**** Task material
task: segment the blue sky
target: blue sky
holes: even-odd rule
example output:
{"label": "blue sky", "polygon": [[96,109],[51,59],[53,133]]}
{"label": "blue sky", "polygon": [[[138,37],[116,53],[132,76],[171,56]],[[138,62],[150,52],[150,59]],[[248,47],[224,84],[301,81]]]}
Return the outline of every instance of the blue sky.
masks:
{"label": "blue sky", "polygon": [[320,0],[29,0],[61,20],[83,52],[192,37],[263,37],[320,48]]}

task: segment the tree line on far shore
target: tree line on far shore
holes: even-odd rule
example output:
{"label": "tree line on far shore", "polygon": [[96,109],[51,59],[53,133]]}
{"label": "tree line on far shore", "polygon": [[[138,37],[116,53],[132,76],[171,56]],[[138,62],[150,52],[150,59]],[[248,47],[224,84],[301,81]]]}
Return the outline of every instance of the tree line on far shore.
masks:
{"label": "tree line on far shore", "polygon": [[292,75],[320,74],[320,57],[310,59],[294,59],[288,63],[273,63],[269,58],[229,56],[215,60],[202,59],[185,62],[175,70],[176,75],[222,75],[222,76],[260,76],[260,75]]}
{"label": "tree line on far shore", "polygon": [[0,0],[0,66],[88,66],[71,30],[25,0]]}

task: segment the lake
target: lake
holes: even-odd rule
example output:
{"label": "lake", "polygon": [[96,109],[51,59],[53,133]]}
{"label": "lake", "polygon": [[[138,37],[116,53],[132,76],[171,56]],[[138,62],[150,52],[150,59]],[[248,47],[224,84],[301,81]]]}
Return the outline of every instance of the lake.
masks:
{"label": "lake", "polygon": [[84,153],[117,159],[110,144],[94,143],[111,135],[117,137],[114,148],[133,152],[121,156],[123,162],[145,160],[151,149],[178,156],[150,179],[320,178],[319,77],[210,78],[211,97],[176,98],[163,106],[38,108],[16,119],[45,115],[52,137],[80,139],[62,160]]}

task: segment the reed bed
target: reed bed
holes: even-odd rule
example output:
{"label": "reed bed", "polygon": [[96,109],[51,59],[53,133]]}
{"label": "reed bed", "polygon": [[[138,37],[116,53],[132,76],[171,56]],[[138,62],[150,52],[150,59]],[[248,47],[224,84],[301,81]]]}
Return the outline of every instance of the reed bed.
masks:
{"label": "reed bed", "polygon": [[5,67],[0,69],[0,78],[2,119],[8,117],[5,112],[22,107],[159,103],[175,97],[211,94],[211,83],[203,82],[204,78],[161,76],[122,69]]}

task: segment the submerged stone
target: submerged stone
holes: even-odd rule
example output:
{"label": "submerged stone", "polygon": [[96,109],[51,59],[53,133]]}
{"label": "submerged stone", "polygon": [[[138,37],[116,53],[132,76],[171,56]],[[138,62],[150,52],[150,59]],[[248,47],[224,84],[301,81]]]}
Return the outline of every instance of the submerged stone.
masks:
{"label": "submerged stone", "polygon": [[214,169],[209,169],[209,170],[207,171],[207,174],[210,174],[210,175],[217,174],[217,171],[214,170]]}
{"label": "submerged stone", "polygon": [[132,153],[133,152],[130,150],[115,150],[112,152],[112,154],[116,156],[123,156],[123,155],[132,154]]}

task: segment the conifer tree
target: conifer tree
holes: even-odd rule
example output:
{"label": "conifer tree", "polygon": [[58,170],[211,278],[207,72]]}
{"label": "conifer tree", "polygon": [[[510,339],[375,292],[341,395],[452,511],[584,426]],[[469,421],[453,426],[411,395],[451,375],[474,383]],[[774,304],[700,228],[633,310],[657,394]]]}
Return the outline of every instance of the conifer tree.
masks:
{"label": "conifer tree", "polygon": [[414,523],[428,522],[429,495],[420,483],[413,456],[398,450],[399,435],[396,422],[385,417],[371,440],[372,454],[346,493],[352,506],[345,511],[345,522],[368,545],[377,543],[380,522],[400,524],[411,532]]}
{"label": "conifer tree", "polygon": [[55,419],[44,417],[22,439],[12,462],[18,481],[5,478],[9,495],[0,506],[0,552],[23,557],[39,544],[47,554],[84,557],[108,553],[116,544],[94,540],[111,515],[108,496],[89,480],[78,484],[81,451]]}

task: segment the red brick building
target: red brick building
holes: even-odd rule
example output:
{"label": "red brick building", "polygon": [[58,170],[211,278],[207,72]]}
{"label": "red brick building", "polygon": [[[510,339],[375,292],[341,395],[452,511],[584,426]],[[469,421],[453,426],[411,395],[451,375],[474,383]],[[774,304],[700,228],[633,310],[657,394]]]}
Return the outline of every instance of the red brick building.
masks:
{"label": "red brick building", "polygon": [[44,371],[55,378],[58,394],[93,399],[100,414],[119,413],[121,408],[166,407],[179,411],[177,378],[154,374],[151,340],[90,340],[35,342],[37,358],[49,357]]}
********
Do this: Put every record above into a two-column CSV with the headers input and output. Give one row per record, holding its text and its answer, each in a single quoted field with line breaks replaced by spaces.

Answer in full:
input,output
"task: segment the blue sky target: blue sky holes: even-odd rule example output: {""label"": ""blue sky"", ""polygon"": [[96,109],[51,59],[53,133]]} {""label"": ""blue sky"", ""polygon"": [[[138,37],[116,53],[132,76],[171,56]],[[138,62],[150,52],[150,59]],[[248,47],[224,84],[301,81]]]} Return the outline of every instance of the blue sky. masks:","{""label"": ""blue sky"", ""polygon"": [[320,0],[29,0],[61,20],[83,52],[192,37],[263,37],[320,48]]}"
"task: segment the tree line on far shore target: tree line on far shore holes: even-odd rule example output: {""label"": ""tree line on far shore"", ""polygon"": [[96,109],[51,59],[53,133]]} {""label"": ""tree line on far shore"", ""polygon"": [[[138,37],[116,53],[132,76],[171,56]],[[138,62],[150,52],[150,59]],[[248,47],[224,84],[301,81]]]} Return the outline of every instance of the tree line on far shore. masks:","{""label"": ""tree line on far shore"", ""polygon"": [[292,75],[320,74],[320,57],[310,59],[294,59],[288,63],[273,63],[269,58],[229,56],[215,60],[202,59],[185,62],[175,70],[176,75],[222,75],[222,76],[260,76],[260,75]]} {""label"": ""tree line on far shore"", ""polygon"": [[0,0],[0,66],[88,66],[71,30],[25,0]]}"
"task: segment the lake target: lake holes: even-odd rule example output: {""label"": ""lake"", ""polygon"": [[96,109],[51,59],[53,133]]} {""label"": ""lake"", ""polygon"": [[[138,37],[116,53],[132,76],[171,56]],[[138,62],[150,52],[150,59]],[[248,47],[224,84],[301,81]]]} Return the outline of every instance of the lake. masks:","{""label"": ""lake"", ""polygon"": [[84,153],[117,159],[110,144],[94,143],[111,135],[117,137],[114,148],[133,152],[121,156],[123,162],[145,160],[151,149],[178,156],[150,179],[320,178],[319,77],[210,78],[211,97],[176,98],[163,106],[38,108],[16,119],[45,115],[52,137],[80,139],[62,160]]}"
"task: segment the reed bed target: reed bed holes: even-odd rule example output: {""label"": ""reed bed"", ""polygon"": [[96,109],[51,59],[53,133]]} {""label"": ""reed bed"", ""polygon"": [[[138,37],[116,53],[132,76],[171,56]],[[138,62],[150,52],[150,59]],[[248,47],[224,84],[301,81]]]} Return the outline of every instance of the reed bed. masks:","{""label"": ""reed bed"", ""polygon"": [[5,67],[0,69],[0,78],[2,119],[8,117],[5,112],[22,107],[159,103],[175,97],[211,94],[211,83],[203,82],[204,78],[161,76],[122,69]]}"
"task: segment the submerged stone target: submerged stone holes: even-odd rule example output: {""label"": ""submerged stone"", ""polygon"": [[96,109],[51,59],[53,133]]} {""label"": ""submerged stone"", ""polygon"": [[[138,37],[116,53],[132,76],[171,56]],[[138,62],[150,52],[150,59]],[[248,47],[224,84],[301,81]]]} Return the outline of every instance of the submerged stone. masks:","{""label"": ""submerged stone"", ""polygon"": [[214,169],[209,169],[209,170],[207,171],[207,174],[210,174],[210,175],[217,174],[217,171],[214,170]]} {""label"": ""submerged stone"", ""polygon"": [[132,153],[133,152],[130,150],[115,150],[112,152],[112,154],[116,156],[123,156],[123,155],[132,154]]}"
"task: segment the conifer tree target: conifer tree holes: even-odd rule example output: {""label"": ""conifer tree"", ""polygon"": [[58,170],[211,278],[207,72]]} {""label"": ""conifer tree"", ""polygon"": [[[510,339],[375,292],[341,395],[452,511],[584,426]],[[469,421],[453,426],[411,395],[451,375],[474,383]],[[774,304],[700,228],[633,310],[657,394]]]} Return the outline of every instance of the conifer tree. masks:","{""label"": ""conifer tree"", ""polygon"": [[414,523],[428,522],[429,495],[420,483],[413,456],[398,450],[399,435],[396,422],[385,417],[371,440],[372,454],[346,493],[352,506],[345,511],[345,522],[368,545],[377,543],[380,522],[400,524],[411,532]]} {""label"": ""conifer tree"", ""polygon"": [[55,419],[44,417],[22,439],[12,462],[18,481],[5,478],[9,495],[0,506],[0,552],[23,557],[39,544],[47,554],[84,557],[108,553],[116,544],[94,540],[111,515],[108,496],[89,480],[78,484],[81,451]]}"
"task: segment the red brick building target: red brick building holes: even-odd rule example output: {""label"": ""red brick building"", ""polygon"": [[58,170],[211,278],[207,72]]} {""label"": ""red brick building"", ""polygon"": [[[510,339],[375,292],[341,395],[452,511],[584,426]],[[469,421],[453,426],[411,395],[451,375],[474,383]],[[774,304],[700,228],[633,310],[657,394]]]} Return the outline of every instance of the red brick building. masks:","{""label"": ""red brick building"", ""polygon"": [[44,371],[55,378],[58,394],[93,399],[100,414],[119,413],[121,408],[166,407],[179,411],[177,378],[154,374],[151,340],[90,340],[35,342],[37,358],[49,357]]}"